In weiterer Folge hob der Gerichtshof das BFG-Erkenntnis mit folgender Begründung auf:
- Das angefochtene Erkenntnis enthält zwar Feststellungen zum objektiven Tatbestand der Abgabenhinterziehung, es enthält aber keine Sachverhaltsfeststellungen und auch keine beweiswürdigenden Erwägungen zur entscheidenden Frage des Vorsatzes.
- Die Aussage, dass man aus objektiven Umständen auf die subjektive Absicht schließen kann, reicht allein nicht aus, um Feststellungen bzw beweiswürdigende Erwägungen zu ersetzen. Die Erfüllung des objektiven Tatbestands entbindet die Behörde nicht davon, ihre Erwägungen offenzulegen, wieso sie vom Vorliegen eines Vorsatzes, etwa aufgrund eines nach außen in Erscheinung tretenden Verhaltens des Steuerpflichtigen ausgegangen ist.

○ ○ ○

§ **Aufgaben**
1. Gib aus dem Auszug zur Aufhebung des BFG-Erkenntnisses einen Abschnitt wortgetreu wieder, beginnend mit „In weiterer Folge“ und weiter bis einschließlich „Steuerpflichtigen ausgegangen ist.“.
2. Zähle alle Stellen und Personen auf, die im Auszug zur Aufhebung des BFG-Erkenntnisses genannt werden, auch wenn sie nur als Teil eines zusammengesetzten Wortes vorkommen.

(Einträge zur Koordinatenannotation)
○ ○ ○

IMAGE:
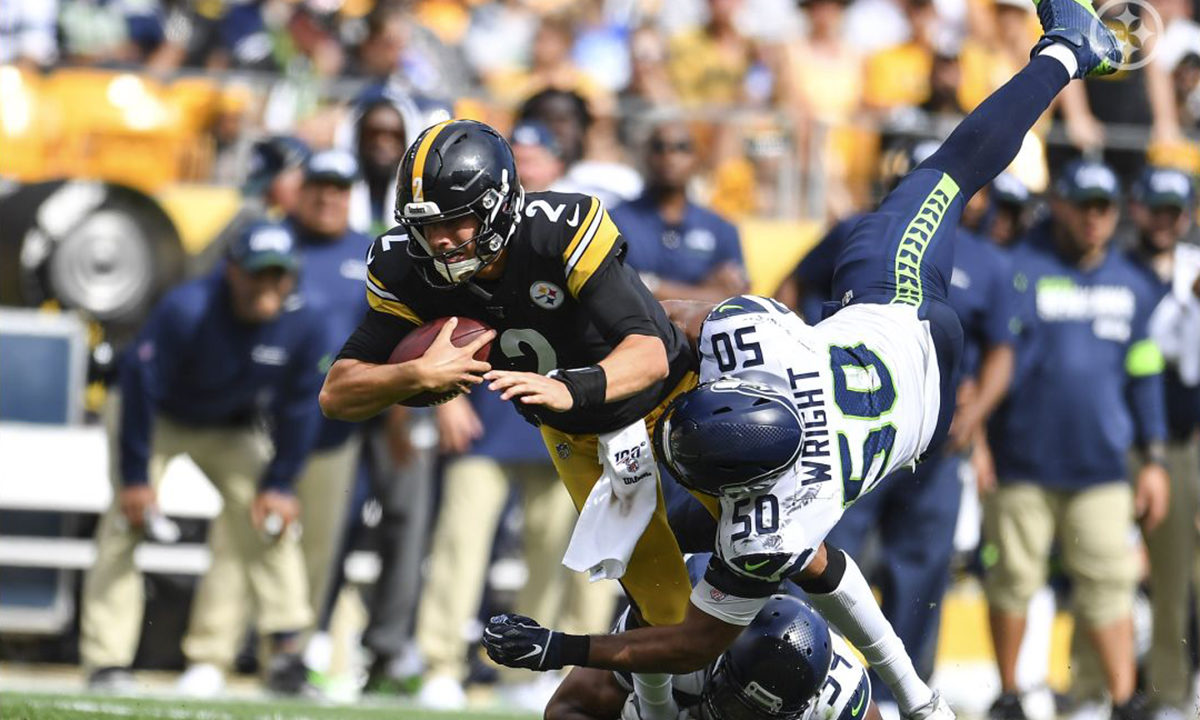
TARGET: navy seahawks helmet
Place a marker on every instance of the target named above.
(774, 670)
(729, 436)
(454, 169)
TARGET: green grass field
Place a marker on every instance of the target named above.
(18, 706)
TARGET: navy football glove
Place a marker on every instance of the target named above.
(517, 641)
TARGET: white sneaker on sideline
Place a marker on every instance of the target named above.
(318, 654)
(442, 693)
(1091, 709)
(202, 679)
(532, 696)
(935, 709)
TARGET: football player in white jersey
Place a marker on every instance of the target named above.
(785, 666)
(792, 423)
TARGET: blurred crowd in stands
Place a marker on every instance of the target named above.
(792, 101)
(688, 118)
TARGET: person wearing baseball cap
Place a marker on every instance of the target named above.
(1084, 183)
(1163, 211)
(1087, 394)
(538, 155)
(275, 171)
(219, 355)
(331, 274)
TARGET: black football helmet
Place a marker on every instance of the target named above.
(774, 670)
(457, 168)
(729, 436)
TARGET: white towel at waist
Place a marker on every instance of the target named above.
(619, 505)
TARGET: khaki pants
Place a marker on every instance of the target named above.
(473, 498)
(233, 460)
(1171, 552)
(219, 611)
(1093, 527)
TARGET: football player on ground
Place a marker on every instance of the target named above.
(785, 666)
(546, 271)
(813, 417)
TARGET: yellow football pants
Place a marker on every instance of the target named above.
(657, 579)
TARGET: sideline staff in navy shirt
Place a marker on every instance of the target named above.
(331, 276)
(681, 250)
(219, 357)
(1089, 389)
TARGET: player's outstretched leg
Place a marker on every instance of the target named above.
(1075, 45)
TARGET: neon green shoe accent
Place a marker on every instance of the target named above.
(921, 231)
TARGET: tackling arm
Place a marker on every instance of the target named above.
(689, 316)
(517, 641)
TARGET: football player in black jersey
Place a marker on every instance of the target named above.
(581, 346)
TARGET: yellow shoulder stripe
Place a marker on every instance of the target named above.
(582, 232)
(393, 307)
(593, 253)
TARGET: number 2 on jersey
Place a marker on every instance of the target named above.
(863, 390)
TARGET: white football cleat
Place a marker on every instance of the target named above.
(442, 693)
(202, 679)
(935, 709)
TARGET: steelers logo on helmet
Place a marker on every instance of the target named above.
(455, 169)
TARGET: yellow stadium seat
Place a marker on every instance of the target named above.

○ ○ ○

§ **Antworten pro Aufgabe**
1.
In weiterer Folge hob der Gerichtshof das BFG-Erkenntnis mit folgender Begründung auf:
- Das angefochtene Erkenntnis enthält zwar Feststellungen zum objektiven Tatbestand der Abgabenhinterziehung, es enthält aber keine Sachverhaltsfeststellungen und auch keine beweiswürdigenden Erwägungen zur entscheidenden Frage des Vorsatzes.
- Die Aussage, dass man aus objektiven Umständen auf die subjektive Absicht schließen kann, reicht allein nicht aus, um Feststellungen bzw beweiswürdigende Erwägungen zu ersetzen. Die Erfüllung des objektiven Tatbestands entbindet die Behörde nicht davon, ihre Erwägungen offenzulegen, wieso sie vom Vorliegen eines Vorsatzes, etwa aufgrund eines nach außen in Erscheinung tretenden Verhaltens des Steuerpflichtigen ausgegangen ist.

2.
- Gerichtshof
- BFG
- Behörde
- Steuerpflichtiger